Check your understanding:
- a) In the review of Brando's Smile below, rewrite the paragraph beginning "The volumes at his bedside" as a short bulleted list that keeps its main facts.
- b) Carry on the review of Brando's Smile below, starting right after its last sentence.

Supplied passage:
■ ■ ■ ■ ■
Marlon Brando? Really?

Haven't his life, sex life, innovative acting, alcoholic mother and abusive father, drug-dependent children, and countless attachments been strip-mined by so many authors that there is nothing left to extract?

With considerable skepticism I came to Brando's Smile, Susan Mizruchi's unexpectedly empathic and involving intellectual biography of the actor. The Boston University professor read between - and next to - the lines of the 4,000 volumes and dozens of scripts in Brando's personal library. His handwritten marginalia reveal aspects of the man unknown to most.

"As the first biographer to have reviewed Brando's archives," Mizruchi reports in her eye-opening account, " . . . I can report that Brando's hunger for knowledge was as insatiable as his legendary appetites for women and food." And how.

The volumes at his bedside when he died attest both to his wide range of interests and also to his subversive side. Of the former: Carl Jung's Man and His Symbols, The Pentagon Papers, Stephen Hawking's A Brief History of Time. The latter: Books "borrowed" from public libraries, and from his sisters and psychiatrists, and never returned.

Because Mizruchi provides salient biographical and cinematic narratives, one need be neither a Brando completist nor a movie savant to appreciate her research into his research for his roles as an actor and social activist.

Brando was born in Omaha, Neb., birthplace of Fred Astaire, Montgomery Clift, and Henry Fonda, among others. At the Omaha Community Playhouse, Brando's mother, Dodie, was instrumental in nurturing Fonda's career.
■ ■ ■ ■ ■
Supplied entries:
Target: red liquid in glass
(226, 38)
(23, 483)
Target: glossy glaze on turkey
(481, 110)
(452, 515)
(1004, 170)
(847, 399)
■ ■ ■ ■ ■
Expected responses:
- a)
- The books at Brando's bedside when he died show both his wide interests and his subversive side.
- His wide interests: Carl Jung's Man and His Symbols, The Pentagon Papers, and Stephen Hawking's A Brief History of Time.
- His subversive side: books "borrowed" from public libraries, his sisters, and his psychiatrists, and never returned.

- b)
For fun, Brando and his older sisters, Jocelyn and Frances, played chess and card games. They also played "Essences," an imaginative verbal charades in which they had to describe a mystery person by answering questions like, If this person were a house, what kind would he be? Years later when Marlon wrote his memoirs and asked Jocelyn to describe him along these lines she wrote that if he were a bird, he'd be a "woodpecker with a peacock's tail."

Mizruchi shows how, along with human observation and intellectual preparation, this imaginative child's play helped enable Brando to behave on stage and screen rather than "act." Where some of his other biographers depict him as uneducated and diagnose him as oppositional/defiant, Mizruchi sees an intellectually curious, self-educated youth who had contempt for arbitrary power, whether it was that of his father over his mother or military-school teachers over him. He was a truant and a reader.

While studying acting with Stella Adler at the New School in Manhattan, Brando struck his fellow students like a character out of Chekhov, carrying loads of books. In the bookcase of the aspiring actor: Aristotle's  Rhetoric, Kant's  Critique of Pure Reason,  and volumes by Thoreau and Rousseau.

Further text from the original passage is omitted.